WHAT YOU WILL DO
Reproduce the lines of the material below without any change, starting at the line containing "Labeling round 2. The target category is white shorts." and ending at the line containing "[0,10,120,90]", with both of those lines included.
======== STORED ROWS ========
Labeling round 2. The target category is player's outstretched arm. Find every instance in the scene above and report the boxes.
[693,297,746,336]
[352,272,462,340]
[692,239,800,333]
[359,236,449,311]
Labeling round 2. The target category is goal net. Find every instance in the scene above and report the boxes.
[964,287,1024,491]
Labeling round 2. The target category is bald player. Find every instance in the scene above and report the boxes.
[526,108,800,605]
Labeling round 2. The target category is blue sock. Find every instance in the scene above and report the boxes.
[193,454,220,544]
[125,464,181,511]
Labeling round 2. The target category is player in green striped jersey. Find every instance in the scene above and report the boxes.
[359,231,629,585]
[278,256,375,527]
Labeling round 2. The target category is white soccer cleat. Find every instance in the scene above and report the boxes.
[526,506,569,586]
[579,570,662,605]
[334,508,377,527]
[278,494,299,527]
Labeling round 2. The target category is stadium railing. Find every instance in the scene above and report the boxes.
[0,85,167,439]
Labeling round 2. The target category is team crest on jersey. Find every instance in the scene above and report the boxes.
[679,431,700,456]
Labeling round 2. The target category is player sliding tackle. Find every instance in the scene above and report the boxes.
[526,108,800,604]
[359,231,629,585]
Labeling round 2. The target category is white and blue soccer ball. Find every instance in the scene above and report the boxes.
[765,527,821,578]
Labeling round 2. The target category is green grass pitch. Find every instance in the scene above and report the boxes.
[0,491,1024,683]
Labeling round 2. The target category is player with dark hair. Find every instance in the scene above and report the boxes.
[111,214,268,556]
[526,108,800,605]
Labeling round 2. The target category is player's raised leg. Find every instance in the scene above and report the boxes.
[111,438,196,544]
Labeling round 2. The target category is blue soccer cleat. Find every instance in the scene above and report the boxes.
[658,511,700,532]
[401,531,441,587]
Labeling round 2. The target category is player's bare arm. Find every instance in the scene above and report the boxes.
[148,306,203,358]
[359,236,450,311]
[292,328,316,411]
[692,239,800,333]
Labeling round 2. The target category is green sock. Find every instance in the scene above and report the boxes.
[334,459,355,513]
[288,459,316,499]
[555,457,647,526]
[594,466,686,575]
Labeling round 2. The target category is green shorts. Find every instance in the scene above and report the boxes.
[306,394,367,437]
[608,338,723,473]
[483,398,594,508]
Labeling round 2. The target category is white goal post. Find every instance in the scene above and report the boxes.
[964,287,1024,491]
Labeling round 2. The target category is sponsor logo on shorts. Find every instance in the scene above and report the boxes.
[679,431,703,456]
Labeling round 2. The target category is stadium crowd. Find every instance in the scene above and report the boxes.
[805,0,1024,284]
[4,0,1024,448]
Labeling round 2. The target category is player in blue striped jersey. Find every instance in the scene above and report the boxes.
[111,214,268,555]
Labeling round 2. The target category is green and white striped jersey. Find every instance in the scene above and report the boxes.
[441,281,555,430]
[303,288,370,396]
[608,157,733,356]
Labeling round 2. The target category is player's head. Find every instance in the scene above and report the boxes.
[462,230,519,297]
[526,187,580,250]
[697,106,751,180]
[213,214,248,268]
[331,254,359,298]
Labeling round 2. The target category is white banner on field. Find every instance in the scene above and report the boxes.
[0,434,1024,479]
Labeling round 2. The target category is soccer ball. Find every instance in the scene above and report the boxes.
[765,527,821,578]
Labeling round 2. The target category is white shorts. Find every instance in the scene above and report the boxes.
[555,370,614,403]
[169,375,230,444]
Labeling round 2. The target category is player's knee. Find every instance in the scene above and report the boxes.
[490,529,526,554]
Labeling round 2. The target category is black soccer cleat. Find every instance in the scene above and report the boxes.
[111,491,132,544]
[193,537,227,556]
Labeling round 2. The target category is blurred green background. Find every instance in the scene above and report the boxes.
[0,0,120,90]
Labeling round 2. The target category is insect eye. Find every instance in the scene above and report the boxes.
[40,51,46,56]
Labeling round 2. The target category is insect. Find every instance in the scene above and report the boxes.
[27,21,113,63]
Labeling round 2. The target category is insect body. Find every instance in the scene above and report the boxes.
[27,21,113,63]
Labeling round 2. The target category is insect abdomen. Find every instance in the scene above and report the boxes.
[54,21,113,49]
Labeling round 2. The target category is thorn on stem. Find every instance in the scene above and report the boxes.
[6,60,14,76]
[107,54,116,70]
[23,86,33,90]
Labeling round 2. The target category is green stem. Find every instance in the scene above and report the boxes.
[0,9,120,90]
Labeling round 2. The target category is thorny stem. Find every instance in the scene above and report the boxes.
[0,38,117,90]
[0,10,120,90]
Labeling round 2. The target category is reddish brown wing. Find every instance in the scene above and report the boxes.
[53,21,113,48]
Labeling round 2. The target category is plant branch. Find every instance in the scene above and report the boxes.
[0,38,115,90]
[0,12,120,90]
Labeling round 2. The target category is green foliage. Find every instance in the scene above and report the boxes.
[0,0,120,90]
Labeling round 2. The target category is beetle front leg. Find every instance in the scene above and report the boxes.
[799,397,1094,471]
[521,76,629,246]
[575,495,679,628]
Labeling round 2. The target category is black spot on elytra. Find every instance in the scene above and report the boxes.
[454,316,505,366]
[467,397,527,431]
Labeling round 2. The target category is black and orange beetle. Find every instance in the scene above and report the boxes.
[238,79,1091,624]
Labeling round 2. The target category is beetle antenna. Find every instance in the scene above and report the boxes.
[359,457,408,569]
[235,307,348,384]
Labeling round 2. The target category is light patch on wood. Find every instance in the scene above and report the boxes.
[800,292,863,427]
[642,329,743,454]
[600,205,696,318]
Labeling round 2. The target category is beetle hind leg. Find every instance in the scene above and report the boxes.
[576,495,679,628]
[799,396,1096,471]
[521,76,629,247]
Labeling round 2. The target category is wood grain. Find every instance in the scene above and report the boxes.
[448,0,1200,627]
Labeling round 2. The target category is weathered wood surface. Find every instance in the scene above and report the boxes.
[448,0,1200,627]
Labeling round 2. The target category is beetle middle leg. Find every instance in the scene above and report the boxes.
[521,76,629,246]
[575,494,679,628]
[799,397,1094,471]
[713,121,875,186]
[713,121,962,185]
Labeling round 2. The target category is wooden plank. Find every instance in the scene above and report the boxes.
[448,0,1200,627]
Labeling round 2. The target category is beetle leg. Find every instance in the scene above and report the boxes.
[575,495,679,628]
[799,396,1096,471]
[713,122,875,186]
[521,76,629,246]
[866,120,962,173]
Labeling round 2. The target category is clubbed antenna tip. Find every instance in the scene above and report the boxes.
========
ANSWER TO THIS TASK
Labeling round 2. The target category is white shorts. Find every instance in the scene above and report the boxes.
[555,370,614,403]
[169,375,230,444]
Labeling round 2. The target category is player's knee. Find every instance in the scene above and report the boxes.
[490,529,526,554]
Labeling round 2. The target category is black soccer cleat. Find every instance in the scene above and report the boxes.
[111,491,132,544]
[193,537,227,556]
Labeling round 2. The target category is blurred green background. Find every instance in the scene above and report the boxes.
[0,0,120,90]
Labeling round 2. The target category is insect eye. Find every instance in the scene above and report the boxes.
[40,51,46,56]
Labeling round 2. The target category is insect. Find every instance in the scene above and report the boxes.
[27,21,113,63]
Labeling round 2. The target category is insect body. Find every instance in the scene above and report the boxes.
[27,21,113,63]
Labeling round 2. The target category is insect abdomen. Find every instance in the scene above and report the boxes.
[54,21,113,49]
Labeling round 2. The target category is thorn on stem. Find every instance in the scene above and report the boxes.
[6,60,14,76]
[107,54,116,70]
[23,86,33,90]
Labeling round 2. The target category is green stem. Find every instance in the scene above and report the boxes.
[0,9,120,90]
Labeling round 2. The target category is thorny stem. Find every instance in the scene above and report the boxes.
[0,38,117,90]
[0,10,120,90]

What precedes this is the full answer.